The geography of this displacement reveals its cruelty. Looking at 2024 alone, eviction notices remain concentrated in the Financial District, South Beach, the Tenderloin, the Mission, and South of Market. These neighborhoods have consistently had high eviction rates, with little change since 2022. It’s no coincidence that these are the neighborhoods with the highest density of low-income residents, the highest density of tenants, and the highest concentration of individuals facing mental health and substance-use challenges.

This is not random market fluctuation; it is the targeted removal of the city’s most vulnerable residents from the only neighborhoods they can still afford.

When city leaders speak of “tightening our belts,” we must ask: whose belts?

Inside City Hall, the narrative is that we must cut services to balance the books. This logic has already translated into proposed cuts to homelessness and supportive housing programs. But for the working class, particularly Black and Brown San Franciscans, there are no notches left on the belt.

▶ _WRITTEN EXERCISE A_
From the passage on San Francisco evictions, return the part that opens with the words containing "When city leaders" and closes with "on the belt.", copied word for word.
▶ _WRITTEN EXERCISE B_
Supply the next part of the passage on San Francisco evictions, picking up after its final sentence.

▶ _GIVEN ENTRIES_

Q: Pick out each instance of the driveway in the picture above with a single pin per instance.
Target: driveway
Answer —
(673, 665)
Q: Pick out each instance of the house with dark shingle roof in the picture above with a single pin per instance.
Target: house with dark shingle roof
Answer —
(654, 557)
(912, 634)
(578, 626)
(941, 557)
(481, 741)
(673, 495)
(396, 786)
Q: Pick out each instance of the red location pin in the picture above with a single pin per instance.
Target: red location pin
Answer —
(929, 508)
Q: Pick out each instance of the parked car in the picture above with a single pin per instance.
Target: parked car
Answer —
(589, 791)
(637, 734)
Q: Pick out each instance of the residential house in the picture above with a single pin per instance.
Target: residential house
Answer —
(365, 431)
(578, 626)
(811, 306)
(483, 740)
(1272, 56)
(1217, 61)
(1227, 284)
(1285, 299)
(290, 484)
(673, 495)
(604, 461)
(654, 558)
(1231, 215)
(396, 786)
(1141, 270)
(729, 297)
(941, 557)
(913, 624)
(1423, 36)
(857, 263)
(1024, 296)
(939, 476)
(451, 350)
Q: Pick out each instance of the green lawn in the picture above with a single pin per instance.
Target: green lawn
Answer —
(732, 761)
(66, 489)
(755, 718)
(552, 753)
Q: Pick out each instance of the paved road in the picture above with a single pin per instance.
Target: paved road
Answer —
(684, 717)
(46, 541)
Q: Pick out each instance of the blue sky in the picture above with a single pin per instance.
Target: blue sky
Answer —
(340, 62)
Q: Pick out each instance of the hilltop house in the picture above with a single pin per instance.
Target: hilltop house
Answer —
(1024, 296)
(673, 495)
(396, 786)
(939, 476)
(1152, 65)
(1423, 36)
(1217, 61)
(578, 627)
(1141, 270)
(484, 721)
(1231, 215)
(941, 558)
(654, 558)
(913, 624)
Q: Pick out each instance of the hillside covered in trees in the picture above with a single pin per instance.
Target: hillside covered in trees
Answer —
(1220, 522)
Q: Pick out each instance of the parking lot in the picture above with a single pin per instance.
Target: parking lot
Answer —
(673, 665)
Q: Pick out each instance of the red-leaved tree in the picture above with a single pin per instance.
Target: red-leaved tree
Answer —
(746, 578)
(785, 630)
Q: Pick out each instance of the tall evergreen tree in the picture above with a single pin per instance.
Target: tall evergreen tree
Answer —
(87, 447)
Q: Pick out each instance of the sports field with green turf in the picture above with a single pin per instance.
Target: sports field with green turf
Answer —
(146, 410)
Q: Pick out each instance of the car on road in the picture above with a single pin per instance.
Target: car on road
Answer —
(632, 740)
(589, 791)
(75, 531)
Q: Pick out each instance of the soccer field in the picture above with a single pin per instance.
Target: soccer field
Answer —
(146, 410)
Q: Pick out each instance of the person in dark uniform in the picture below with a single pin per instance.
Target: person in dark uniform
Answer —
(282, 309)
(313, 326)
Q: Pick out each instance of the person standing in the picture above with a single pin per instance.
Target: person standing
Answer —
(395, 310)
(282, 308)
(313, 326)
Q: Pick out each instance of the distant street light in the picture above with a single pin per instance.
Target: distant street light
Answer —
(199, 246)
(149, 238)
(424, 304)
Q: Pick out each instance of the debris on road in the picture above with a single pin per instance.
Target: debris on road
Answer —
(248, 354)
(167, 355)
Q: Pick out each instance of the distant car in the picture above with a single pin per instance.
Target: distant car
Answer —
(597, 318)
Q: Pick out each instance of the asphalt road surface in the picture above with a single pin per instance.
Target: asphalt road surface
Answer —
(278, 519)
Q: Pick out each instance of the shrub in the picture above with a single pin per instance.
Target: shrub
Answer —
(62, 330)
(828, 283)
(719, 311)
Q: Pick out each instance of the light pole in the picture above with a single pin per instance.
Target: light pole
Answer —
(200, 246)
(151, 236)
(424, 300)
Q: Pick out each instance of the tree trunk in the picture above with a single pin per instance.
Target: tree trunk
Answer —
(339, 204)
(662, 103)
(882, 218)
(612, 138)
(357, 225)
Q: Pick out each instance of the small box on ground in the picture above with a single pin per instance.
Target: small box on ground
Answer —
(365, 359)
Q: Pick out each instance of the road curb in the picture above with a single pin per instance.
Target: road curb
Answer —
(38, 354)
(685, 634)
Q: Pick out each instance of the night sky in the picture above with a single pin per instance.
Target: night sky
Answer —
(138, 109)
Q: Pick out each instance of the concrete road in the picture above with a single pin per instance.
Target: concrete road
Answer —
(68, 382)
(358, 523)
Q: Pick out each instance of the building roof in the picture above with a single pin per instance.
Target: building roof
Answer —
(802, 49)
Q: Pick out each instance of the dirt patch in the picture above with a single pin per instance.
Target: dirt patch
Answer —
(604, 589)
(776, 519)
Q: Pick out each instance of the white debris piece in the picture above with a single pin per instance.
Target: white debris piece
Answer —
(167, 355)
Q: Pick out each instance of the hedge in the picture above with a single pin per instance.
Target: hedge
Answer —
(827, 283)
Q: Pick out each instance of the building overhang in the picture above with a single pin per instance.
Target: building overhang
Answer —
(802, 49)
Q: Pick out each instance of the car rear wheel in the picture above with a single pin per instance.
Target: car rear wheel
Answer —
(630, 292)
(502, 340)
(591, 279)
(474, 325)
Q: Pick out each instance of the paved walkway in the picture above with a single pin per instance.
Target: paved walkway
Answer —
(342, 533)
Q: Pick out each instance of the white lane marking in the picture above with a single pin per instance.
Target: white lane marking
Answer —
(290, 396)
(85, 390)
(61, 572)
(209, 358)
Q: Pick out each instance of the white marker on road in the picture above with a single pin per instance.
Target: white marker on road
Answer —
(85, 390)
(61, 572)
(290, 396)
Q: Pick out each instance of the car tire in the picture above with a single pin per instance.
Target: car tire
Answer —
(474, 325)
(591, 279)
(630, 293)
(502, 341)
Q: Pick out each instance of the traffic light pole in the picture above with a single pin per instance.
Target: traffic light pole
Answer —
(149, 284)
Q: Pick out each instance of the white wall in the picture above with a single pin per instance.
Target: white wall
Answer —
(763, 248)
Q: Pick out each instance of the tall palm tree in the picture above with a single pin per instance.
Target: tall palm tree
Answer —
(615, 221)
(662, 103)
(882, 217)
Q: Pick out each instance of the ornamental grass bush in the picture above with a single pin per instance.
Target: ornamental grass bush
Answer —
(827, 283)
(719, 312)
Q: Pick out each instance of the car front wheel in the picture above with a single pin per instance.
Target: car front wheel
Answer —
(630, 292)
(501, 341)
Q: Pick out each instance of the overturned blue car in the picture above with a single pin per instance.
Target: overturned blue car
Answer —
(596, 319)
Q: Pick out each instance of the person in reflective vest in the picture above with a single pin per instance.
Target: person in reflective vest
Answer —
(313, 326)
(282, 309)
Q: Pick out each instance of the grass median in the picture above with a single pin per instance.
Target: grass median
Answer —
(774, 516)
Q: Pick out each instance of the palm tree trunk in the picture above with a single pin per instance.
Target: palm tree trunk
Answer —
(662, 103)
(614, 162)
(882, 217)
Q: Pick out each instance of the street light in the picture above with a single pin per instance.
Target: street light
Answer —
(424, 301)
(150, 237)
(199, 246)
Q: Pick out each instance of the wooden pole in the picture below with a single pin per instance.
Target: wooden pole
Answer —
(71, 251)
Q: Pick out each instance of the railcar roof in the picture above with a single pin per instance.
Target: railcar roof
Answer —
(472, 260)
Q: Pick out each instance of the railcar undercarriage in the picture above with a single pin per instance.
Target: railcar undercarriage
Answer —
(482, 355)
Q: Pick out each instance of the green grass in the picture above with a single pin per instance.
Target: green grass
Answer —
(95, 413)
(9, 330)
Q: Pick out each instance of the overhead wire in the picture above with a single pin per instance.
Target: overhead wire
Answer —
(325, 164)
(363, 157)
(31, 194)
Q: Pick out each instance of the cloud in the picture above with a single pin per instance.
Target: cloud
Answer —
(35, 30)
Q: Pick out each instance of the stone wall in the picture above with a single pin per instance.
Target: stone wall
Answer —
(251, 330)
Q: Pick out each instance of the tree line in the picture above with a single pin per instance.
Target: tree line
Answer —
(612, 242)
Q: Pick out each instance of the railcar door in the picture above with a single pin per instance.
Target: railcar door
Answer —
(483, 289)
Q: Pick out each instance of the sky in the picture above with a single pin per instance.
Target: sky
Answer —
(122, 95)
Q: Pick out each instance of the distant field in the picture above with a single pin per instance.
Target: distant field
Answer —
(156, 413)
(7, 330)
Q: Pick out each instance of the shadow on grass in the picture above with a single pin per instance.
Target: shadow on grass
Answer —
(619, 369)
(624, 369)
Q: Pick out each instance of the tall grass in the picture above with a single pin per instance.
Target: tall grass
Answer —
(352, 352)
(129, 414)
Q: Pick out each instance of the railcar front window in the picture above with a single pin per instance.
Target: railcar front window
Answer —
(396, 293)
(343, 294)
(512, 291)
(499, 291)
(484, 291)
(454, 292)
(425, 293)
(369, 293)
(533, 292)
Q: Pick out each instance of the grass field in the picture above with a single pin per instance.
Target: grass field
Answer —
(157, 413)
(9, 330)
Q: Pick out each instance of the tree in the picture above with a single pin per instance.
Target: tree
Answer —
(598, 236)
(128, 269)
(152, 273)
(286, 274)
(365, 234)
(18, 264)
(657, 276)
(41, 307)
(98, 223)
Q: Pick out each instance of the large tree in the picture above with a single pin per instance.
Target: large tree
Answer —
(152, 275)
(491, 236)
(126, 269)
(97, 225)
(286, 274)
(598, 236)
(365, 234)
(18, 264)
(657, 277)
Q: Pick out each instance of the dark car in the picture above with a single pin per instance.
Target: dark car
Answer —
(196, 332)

▶ _TASK ANSWER A_
When city leaders speak of “tightening our belts,” we must ask: whose belts?

Inside City Hall, the narrative is that we must cut services to balance the books. This logic has already translated into proposed cuts to homelessness and supportive housing programs. But for the working class, particularly Black and Brown San Franciscans, there are no notches left on the belt.

▶ _TASK ANSWER B_
The “crisis” is not abstract; it is racialized, and the numbers are damning.

  • In San Francisco, Black residents make up less than 6 percent of the general population, yet they comprise nearly 37 percent of the homeless population.
  • As overall poverty spikes, the disparities widen: poverty among Black residents jumped from 15.8 percent to 22.1 percent in the last year alone.
  • While the city’s overall wealth has skyrocketed, it has overseen the systematic expulsion of its Black community. Between 2000 and 2015, the city lost nearly 3,000 low-income Black households—a 17 percent decrease.

To say we “cannot afford” to fund affordable housing is to ratify the logic of this expulsion. It is a decision to let the market finish what redlining began.

We are living through another cycle: the AI boom. Billions in venture capital are flowing into San Francisco. Thousands of engineers are clustering downtown. On the surface, it looks like revival. But beneath it, the old gears of extraction are turning. Rents are climbing, land costs are rising, and workers outside the AI economy are being squeezed. Once again, growth is not translating into prosperity; it is translating into displacement.

And yet, City Hall is responding with the same reflex it always has: giving away public resources in the desperate hope of capturing the boom.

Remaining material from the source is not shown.